Document extract.
Robert Reville, Chief Executive Officer (CEO) of Praedicat, an InsurTech risk modelling and analytics company for casualty re/insurers, has claimed that the company’s approach to disease litigation may create an opportunity for ILS to enter into the casualty space.
Praedicat uses scientific literature to model more than 60,000 potential disease litigation scenarios and the company sees a $90 billion annual growth opportunity in offering named peril insurance cover for these risks, such as legacy run-off and excess casualty top-up.
“To do all this modelling we’ve had to take very seriously the time path of litigation, because that’s the only way to do this right. Looking at how diseases emerge, how litigation emerges after diseases emerge, and how the science can support it, as well as how it plays out as a future time path of litigation,” Reville had explained at a press briefing during the Monte Carlo Reinsurance Rendez-vous event.
“This time path can also be used to deal with the well-understood problem for ILS being willing to enter into casualty,” he added. “There is a lack of understanding of what the tail looks like, and this approach could be used to divide up the tail and have an opportunity for ILS to enter into casualty as well.”

Record extracts.
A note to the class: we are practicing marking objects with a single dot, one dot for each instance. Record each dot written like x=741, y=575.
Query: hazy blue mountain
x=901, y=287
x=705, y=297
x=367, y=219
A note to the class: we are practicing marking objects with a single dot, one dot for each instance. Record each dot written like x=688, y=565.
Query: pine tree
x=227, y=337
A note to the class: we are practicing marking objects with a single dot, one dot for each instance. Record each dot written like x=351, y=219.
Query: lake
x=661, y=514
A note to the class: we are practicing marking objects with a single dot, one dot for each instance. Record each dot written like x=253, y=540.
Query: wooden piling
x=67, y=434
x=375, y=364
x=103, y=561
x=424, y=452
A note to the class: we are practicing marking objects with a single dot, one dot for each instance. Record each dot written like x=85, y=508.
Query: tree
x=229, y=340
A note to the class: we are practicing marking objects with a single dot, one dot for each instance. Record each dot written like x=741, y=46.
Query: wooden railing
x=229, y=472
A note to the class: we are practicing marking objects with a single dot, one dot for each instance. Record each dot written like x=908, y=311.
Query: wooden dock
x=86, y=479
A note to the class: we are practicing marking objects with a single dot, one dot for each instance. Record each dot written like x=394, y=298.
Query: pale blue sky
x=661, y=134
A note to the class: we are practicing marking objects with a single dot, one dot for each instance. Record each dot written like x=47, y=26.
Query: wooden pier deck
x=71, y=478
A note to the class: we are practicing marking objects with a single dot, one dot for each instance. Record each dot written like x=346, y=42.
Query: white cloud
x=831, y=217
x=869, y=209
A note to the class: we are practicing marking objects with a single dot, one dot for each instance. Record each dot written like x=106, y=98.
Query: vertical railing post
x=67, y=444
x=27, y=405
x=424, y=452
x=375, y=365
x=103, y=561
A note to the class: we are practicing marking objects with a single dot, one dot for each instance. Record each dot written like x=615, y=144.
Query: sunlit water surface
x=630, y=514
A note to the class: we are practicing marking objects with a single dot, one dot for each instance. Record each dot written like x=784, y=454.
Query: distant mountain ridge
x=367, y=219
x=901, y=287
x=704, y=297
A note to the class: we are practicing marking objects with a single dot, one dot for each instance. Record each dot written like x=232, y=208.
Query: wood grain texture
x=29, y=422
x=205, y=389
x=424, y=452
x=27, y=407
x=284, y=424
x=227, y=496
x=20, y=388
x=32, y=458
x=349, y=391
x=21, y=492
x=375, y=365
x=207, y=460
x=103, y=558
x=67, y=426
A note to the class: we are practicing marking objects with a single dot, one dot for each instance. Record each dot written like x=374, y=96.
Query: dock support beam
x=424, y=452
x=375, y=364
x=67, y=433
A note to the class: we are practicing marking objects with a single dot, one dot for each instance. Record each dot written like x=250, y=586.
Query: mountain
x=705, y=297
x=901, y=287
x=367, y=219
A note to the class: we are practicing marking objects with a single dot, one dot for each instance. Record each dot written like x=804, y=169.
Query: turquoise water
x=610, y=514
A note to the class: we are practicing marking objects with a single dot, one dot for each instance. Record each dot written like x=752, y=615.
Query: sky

What is required. Continue the article on Praedicat's disease litigation modelling and ILS entry into casualty, picking up after its final quoted remark.

Written answer.
Speaking in an interview with Artemis and our sister publication Reinsurance News, Reville proposed that capital markets have historically avoided the casualty space due to the extremely long-tail of the risks, which may tie up invested capital for decades at a time.
“Capital markets don’t want to invest in something where they have the capital held for 20 years, so that has stood in the way of a lot of capital market involvement in casualty,” Reville said. “That’s the long-tail – nobody wants to invest in an ILS that has such a long tail.”
Praedicat’s models aim to track the entire time path of litigation by modelling the way diseases are generated by exposures over a lifetime, while at the same time monitoring how the science is evolving and how these two factors might come together and cause litigation.
The company’s models also account for how, over time, people who were exposed to a hazardous substance earlier might develop a disease later and thus make a claim later, allowing it to predict when in the future historical exposures will result in claims.
“So all of a sudden now you actually have models that have tackled that long-tail and are able to say: What is the probability that there will be litigation covered by this year’s underwriting that is initiated in year one through three? In year three through eight? And in year eight through fifty?” Reville explained.
“And so different capital providers will have different taste for different parts of that time tail,” he added. “ILS might like that zero to three tranche and some reinsurers might like that three to eight tranche, and then people like Berkshire might like that eight to fifty tranche.”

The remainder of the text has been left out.